Prompt >>
How many lines in the items below contain the string "jacket", with case counting? Give only the number.

** START OF Extracted records **

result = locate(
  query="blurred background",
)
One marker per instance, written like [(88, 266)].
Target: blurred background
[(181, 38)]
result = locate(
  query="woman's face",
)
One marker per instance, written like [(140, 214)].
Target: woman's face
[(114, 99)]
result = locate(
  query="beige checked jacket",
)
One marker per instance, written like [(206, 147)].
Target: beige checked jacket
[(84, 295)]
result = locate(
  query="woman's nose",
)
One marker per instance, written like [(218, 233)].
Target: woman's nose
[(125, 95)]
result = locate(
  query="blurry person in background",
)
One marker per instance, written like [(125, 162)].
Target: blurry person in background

** END OF Extracted records **
** START OF Extracted records **

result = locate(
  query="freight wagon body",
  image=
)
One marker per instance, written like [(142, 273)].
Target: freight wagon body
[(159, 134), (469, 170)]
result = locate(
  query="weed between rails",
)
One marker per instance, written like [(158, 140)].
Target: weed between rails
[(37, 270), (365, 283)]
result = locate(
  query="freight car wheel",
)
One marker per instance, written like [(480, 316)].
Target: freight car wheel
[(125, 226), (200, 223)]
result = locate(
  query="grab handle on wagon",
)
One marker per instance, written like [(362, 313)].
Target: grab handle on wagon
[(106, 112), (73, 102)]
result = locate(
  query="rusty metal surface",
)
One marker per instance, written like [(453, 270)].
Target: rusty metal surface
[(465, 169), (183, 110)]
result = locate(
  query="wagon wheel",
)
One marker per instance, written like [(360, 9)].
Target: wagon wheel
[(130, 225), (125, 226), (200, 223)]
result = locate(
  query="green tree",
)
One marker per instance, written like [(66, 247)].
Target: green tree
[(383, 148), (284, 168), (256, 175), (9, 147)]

** END OF Extracted records **

Reply >>
2